→ What the task asks
Please copy the data word for word, from its beginning through the line containing "[[[164,78],[162,107],[163,129],[179,134],[179,76]]]", including that line. Leave the pictures out of your copy.

→ Data in this exercise
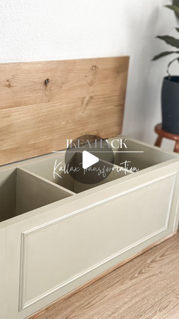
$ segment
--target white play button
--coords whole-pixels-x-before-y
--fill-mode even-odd
[[[92,155],[87,151],[83,152],[83,168],[84,169],[88,168],[91,165],[95,164],[99,161],[99,159],[96,156]]]

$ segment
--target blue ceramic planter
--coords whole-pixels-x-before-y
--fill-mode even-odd
[[[164,78],[162,107],[163,129],[179,134],[179,76]]]

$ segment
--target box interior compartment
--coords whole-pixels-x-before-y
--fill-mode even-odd
[[[147,168],[157,164],[164,162],[167,160],[175,159],[177,157],[174,154],[170,154],[165,152],[160,149],[156,149],[149,146],[143,145],[142,143],[137,143],[128,140],[127,138],[118,137],[125,140],[127,149],[122,147],[122,149],[118,147],[119,142],[118,140],[110,139],[108,140],[109,144],[111,145],[112,140],[111,147],[114,152],[115,164],[119,166],[124,167],[126,161],[128,162],[128,168],[133,168],[134,166],[139,170]],[[113,147],[112,147],[113,146]],[[133,153],[126,153],[127,152]],[[120,153],[117,153],[119,152]],[[143,153],[137,153],[137,152]],[[133,171],[135,172],[135,170]]]
[[[19,168],[0,173],[0,221],[71,195]]]
[[[72,154],[71,160],[73,163],[73,165],[79,165],[79,163],[81,163],[82,160],[81,155],[79,153],[76,153],[75,155]],[[59,166],[58,166],[59,165]],[[95,164],[96,166],[101,167],[105,164],[105,162],[102,160],[99,160],[98,163]],[[100,182],[95,182],[95,180],[91,181],[91,184],[85,184],[83,182],[77,181],[73,178],[69,174],[65,173],[64,171],[59,171],[60,167],[64,167],[65,165],[65,157],[64,154],[57,155],[55,157],[50,159],[44,159],[40,161],[38,161],[31,164],[29,164],[24,166],[26,169],[42,177],[50,180],[58,185],[67,188],[68,190],[74,192],[75,193],[78,193],[85,190],[87,190],[90,188],[96,187],[99,185],[102,185],[105,183],[108,182],[111,180],[114,180],[117,178],[124,177],[126,175],[129,174],[129,172],[125,172],[122,170],[122,167],[119,167],[115,165],[115,168],[112,170],[108,176]],[[54,167],[57,167],[54,170]],[[67,165],[66,164],[66,167]],[[111,168],[112,165],[111,166]],[[117,170],[118,169],[118,171]],[[54,171],[55,170],[55,173]],[[82,174],[84,174],[84,170],[82,169],[80,171]],[[78,172],[79,173],[79,172]],[[83,176],[82,179],[83,180]]]

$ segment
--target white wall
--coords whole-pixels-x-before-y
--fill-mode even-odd
[[[151,60],[167,47],[155,36],[176,35],[171,1],[1,0],[0,62],[130,55],[123,133],[153,144],[169,58]]]

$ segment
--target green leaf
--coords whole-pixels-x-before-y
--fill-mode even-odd
[[[179,15],[179,7],[178,6],[178,5],[168,4],[168,5],[164,5],[164,6],[167,8],[169,8],[169,9],[171,9],[171,10],[173,10],[178,15]]]
[[[160,58],[162,58],[163,56],[169,55],[169,54],[172,54],[173,53],[179,53],[179,51],[166,51],[166,52],[163,52],[162,53],[160,53],[160,54],[155,55],[152,61],[155,61]]]
[[[178,6],[179,7],[179,0],[173,0],[173,4],[174,4],[174,5],[177,5],[177,6]],[[176,14],[177,17],[179,18],[179,15],[177,13],[176,13]]]
[[[158,35],[156,37],[163,40],[167,44],[170,44],[172,46],[175,46],[176,48],[179,49],[179,40],[178,39],[176,39],[173,36],[170,36],[169,35]]]

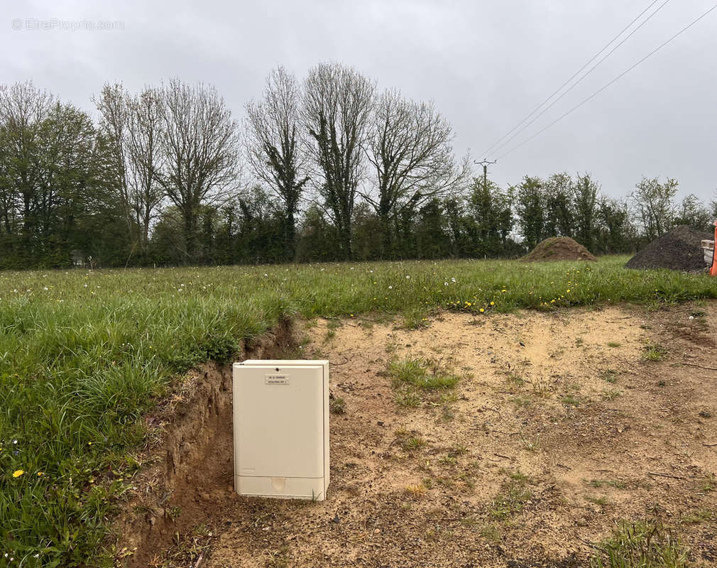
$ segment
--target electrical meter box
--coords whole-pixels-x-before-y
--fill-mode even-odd
[[[328,361],[249,359],[232,379],[237,493],[323,501]]]

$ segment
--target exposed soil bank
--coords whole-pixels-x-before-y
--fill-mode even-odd
[[[294,345],[285,320],[247,343],[237,360],[271,359]],[[141,456],[123,512],[115,524],[121,565],[151,565],[182,534],[216,513],[209,501],[233,492],[232,366],[189,371],[163,406],[146,417],[153,442]]]
[[[207,369],[216,386],[176,406],[185,439],[138,481],[127,565],[577,568],[616,521],[657,515],[713,566],[715,321],[717,302],[305,322],[345,411],[327,500],[233,493],[230,377]],[[386,369],[407,359],[460,379],[399,404]]]

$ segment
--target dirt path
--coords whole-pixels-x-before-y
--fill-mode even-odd
[[[716,318],[717,303],[320,321],[305,356],[331,361],[346,406],[328,499],[239,498],[231,457],[206,456],[222,463],[192,497],[211,511],[200,564],[578,567],[617,521],[651,515],[714,565],[717,371],[694,365],[717,368]],[[461,379],[402,406],[387,364],[419,359]]]

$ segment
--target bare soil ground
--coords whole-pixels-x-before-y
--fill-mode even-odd
[[[331,361],[346,407],[331,417],[328,498],[234,495],[219,405],[214,439],[165,499],[152,554],[125,562],[582,567],[616,521],[656,516],[694,566],[713,566],[716,318],[717,302],[444,313],[414,330],[309,322],[303,356]],[[402,406],[386,371],[406,358],[461,379]]]

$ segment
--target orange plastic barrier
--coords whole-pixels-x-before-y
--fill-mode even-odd
[[[717,221],[715,221],[715,247],[717,248]],[[710,276],[717,276],[717,257],[712,253],[712,268],[710,268]]]

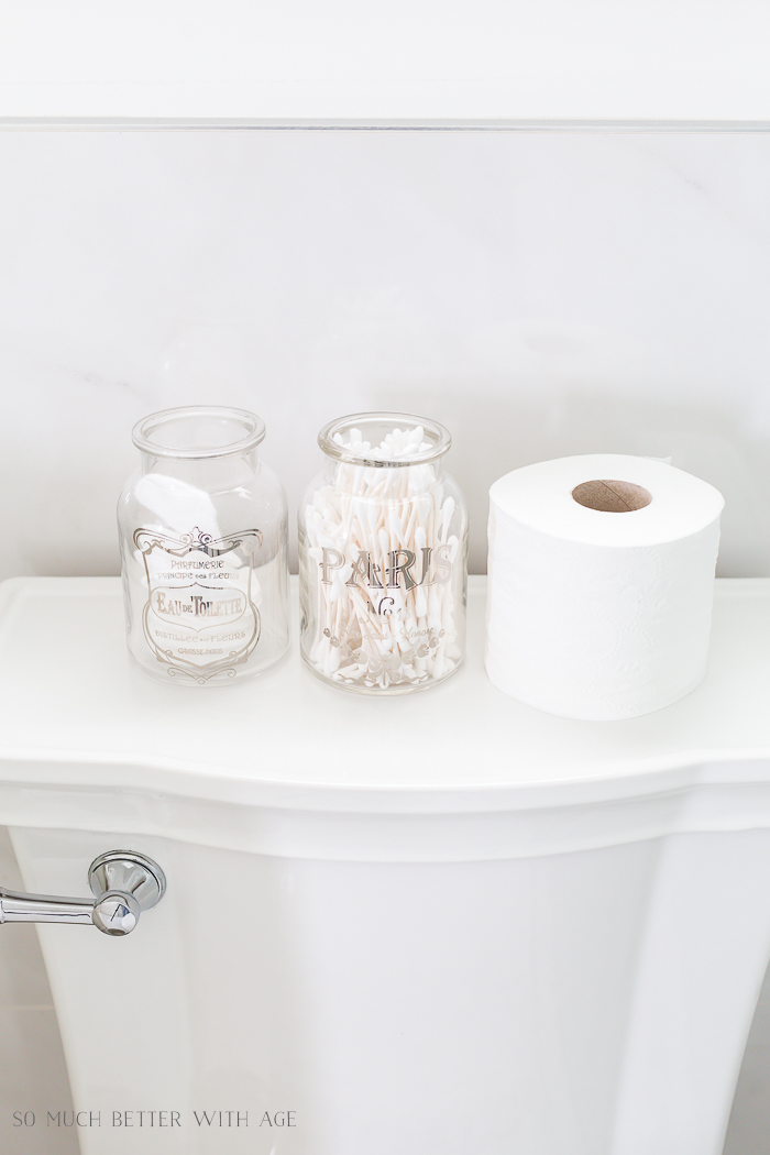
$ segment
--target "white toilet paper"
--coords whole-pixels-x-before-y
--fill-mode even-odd
[[[707,668],[723,506],[713,486],[646,457],[562,457],[501,477],[489,490],[492,683],[597,721],[688,694]]]

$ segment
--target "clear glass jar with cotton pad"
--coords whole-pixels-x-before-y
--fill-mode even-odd
[[[468,512],[438,422],[354,413],[326,425],[299,509],[300,647],[343,690],[403,694],[465,651]]]
[[[287,507],[241,409],[166,409],[134,427],[118,502],[128,651],[166,684],[217,686],[289,648]]]

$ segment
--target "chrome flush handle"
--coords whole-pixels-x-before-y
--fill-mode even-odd
[[[130,934],[141,912],[157,906],[166,889],[158,864],[135,850],[99,855],[89,866],[88,881],[94,900],[16,894],[0,887],[0,924],[92,923],[104,934]]]

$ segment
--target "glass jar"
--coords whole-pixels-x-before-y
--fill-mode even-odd
[[[356,413],[326,425],[299,509],[300,646],[344,690],[403,694],[465,649],[468,513],[438,422]]]
[[[241,409],[166,409],[134,426],[118,502],[128,651],[159,681],[214,686],[289,648],[287,508]]]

→ Exercise solution
$ segment
--target white play button
--coords whole-pixels-x-before-y
--fill-mode even-odd
[[[92,155],[87,151],[83,152],[83,168],[84,169],[88,168],[91,165],[95,164],[99,161],[99,159],[96,156]]]

$ segment
--target blue ceramic planter
--coords whole-pixels-x-before-y
--fill-mode even-odd
[[[164,78],[162,107],[163,129],[179,134],[179,76]]]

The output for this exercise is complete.